## Your objective
Can you copy out everything from the line containing "Target: yellow jacket" down to the end of the items, exactly as those lines appear?

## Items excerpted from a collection

<<<<

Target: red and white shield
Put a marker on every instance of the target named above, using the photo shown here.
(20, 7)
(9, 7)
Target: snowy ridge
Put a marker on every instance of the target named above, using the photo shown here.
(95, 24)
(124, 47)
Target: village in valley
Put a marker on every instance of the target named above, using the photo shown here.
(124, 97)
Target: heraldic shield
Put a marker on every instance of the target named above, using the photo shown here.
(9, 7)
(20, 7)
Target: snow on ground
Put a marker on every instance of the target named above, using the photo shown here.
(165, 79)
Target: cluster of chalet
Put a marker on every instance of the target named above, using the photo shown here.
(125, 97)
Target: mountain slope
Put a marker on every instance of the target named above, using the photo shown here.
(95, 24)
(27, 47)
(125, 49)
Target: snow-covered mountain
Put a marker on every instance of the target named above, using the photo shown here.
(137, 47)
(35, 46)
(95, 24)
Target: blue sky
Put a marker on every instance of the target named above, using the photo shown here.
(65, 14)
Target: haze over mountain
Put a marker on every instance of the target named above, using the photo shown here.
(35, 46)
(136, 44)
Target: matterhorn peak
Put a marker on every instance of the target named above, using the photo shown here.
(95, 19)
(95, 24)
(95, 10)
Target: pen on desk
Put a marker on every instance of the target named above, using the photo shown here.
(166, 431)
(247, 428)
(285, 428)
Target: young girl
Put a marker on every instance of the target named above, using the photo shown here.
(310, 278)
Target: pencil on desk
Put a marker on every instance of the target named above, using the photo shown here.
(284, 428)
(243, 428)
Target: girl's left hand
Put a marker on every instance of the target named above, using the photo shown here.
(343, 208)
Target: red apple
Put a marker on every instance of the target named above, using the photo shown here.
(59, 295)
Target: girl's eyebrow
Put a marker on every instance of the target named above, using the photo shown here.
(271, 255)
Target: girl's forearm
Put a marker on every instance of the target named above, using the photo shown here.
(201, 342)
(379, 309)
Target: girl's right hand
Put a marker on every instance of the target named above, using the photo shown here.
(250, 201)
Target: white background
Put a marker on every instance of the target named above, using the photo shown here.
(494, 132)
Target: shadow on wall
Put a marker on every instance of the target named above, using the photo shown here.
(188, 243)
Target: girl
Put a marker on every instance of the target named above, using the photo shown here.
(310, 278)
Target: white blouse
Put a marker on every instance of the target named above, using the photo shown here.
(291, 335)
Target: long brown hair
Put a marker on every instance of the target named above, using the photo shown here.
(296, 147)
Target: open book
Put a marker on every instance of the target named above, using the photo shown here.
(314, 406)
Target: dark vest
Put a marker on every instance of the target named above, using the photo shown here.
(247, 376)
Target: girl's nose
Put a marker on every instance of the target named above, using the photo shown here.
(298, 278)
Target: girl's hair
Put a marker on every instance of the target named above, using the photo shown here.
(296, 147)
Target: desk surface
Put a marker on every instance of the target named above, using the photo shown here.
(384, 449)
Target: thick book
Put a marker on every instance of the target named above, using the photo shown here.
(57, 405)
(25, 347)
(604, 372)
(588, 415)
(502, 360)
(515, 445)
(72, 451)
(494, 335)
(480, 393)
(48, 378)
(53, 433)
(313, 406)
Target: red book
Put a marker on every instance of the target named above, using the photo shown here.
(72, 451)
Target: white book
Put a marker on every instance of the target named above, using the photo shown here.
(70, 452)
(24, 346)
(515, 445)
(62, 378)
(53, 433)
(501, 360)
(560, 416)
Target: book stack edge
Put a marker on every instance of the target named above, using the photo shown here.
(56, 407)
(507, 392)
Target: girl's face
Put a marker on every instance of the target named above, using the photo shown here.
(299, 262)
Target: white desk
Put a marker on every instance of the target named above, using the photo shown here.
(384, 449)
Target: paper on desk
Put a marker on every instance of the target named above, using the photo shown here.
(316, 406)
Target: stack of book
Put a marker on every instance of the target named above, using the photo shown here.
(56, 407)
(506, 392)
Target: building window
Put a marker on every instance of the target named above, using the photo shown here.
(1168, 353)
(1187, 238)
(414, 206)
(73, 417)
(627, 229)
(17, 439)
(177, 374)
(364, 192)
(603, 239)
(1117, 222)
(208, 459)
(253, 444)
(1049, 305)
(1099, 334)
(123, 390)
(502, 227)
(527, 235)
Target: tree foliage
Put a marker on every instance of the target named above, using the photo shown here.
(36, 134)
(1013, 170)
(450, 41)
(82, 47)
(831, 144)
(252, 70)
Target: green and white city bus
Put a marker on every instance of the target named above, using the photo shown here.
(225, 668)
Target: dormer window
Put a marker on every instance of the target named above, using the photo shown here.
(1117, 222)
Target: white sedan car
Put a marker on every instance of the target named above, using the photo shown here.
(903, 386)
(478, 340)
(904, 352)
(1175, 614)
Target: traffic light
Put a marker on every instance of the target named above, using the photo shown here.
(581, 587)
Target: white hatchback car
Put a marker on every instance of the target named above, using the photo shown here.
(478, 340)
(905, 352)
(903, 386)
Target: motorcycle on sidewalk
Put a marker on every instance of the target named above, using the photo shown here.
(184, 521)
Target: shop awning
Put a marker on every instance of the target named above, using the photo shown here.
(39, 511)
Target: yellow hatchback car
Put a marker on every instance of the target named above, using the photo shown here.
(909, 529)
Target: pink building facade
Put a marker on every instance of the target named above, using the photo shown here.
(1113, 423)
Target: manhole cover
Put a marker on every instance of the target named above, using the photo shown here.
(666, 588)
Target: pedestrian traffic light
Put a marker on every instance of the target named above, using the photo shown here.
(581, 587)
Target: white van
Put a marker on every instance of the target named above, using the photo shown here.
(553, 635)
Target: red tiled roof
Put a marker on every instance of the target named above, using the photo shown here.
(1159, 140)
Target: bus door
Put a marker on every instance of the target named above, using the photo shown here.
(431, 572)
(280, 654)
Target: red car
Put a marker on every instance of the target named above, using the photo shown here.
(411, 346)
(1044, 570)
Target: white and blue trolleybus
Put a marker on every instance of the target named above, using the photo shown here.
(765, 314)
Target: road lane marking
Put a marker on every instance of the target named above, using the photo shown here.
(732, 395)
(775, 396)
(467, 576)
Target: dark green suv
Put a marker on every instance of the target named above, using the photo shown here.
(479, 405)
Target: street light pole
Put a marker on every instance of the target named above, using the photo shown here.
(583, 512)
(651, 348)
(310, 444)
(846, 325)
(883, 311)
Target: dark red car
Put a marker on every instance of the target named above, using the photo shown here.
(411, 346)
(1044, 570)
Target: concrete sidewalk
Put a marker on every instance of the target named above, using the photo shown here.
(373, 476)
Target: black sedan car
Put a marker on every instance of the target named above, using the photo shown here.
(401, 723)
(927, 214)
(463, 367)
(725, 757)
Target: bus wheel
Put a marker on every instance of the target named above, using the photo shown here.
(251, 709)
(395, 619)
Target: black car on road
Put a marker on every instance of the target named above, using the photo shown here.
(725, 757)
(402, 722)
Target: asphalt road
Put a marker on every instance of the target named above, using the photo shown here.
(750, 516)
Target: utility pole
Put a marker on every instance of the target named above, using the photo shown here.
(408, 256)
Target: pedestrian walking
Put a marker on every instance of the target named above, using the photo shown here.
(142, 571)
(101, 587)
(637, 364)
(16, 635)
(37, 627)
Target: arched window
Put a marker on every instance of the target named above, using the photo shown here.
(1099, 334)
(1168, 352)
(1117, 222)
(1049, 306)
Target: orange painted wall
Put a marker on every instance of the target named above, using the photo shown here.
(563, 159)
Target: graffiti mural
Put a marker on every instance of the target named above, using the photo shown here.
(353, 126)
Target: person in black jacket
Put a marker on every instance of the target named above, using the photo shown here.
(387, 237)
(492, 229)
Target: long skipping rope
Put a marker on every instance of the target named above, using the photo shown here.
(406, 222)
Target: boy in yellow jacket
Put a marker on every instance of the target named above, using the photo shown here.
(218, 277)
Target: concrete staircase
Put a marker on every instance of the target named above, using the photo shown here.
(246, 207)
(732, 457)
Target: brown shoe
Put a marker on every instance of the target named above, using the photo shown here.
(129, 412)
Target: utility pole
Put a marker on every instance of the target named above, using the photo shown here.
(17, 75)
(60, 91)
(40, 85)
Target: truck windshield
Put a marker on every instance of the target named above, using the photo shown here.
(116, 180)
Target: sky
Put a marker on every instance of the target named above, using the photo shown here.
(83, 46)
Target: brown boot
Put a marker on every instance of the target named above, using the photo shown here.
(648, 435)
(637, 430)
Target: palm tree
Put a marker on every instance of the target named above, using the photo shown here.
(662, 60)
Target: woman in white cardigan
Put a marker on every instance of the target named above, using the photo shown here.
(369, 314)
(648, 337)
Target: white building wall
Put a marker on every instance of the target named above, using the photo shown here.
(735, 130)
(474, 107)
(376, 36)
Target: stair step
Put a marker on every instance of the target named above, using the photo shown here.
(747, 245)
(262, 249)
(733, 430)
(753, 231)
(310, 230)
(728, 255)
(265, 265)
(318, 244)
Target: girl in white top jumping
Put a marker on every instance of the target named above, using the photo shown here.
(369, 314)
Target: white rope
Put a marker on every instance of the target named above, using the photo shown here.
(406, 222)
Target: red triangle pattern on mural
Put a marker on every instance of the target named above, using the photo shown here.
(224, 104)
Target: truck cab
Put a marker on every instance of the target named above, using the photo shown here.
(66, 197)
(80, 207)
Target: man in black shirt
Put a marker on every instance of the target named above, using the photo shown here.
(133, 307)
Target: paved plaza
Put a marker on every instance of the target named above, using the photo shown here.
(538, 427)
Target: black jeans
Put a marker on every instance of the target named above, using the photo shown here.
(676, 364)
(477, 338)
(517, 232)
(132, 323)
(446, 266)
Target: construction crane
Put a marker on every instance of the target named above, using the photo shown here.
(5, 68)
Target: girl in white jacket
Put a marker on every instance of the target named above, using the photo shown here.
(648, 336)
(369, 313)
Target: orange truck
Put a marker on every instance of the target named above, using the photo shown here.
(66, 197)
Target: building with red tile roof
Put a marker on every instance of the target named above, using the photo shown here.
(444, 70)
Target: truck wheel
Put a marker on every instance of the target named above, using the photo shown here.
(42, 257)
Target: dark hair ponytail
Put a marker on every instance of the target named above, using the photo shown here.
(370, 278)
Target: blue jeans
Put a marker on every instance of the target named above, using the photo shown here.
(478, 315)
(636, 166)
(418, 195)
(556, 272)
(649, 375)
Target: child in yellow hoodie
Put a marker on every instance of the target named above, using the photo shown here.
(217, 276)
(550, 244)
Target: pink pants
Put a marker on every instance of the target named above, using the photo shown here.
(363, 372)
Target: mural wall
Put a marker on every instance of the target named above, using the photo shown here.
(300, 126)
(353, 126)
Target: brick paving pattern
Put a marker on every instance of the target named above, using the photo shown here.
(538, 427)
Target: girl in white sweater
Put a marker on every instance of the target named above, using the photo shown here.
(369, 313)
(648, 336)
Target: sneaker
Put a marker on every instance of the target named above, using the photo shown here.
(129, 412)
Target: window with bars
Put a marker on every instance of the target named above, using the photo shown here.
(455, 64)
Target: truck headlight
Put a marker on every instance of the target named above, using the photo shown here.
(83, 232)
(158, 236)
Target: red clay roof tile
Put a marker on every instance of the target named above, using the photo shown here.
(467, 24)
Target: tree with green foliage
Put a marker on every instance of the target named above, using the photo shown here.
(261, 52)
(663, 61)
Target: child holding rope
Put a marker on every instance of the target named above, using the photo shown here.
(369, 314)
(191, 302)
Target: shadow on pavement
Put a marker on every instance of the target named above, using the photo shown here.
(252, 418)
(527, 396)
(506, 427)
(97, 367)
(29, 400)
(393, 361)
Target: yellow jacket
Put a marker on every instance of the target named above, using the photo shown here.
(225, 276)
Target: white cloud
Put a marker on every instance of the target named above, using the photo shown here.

>>>>

## Task result
Target: yellow jacket
Put a marker on every instance of the target named above, using the photo shown here.
(225, 276)
Target: white cloud
Put a marker on every instance of the target named above, using the photo shown here.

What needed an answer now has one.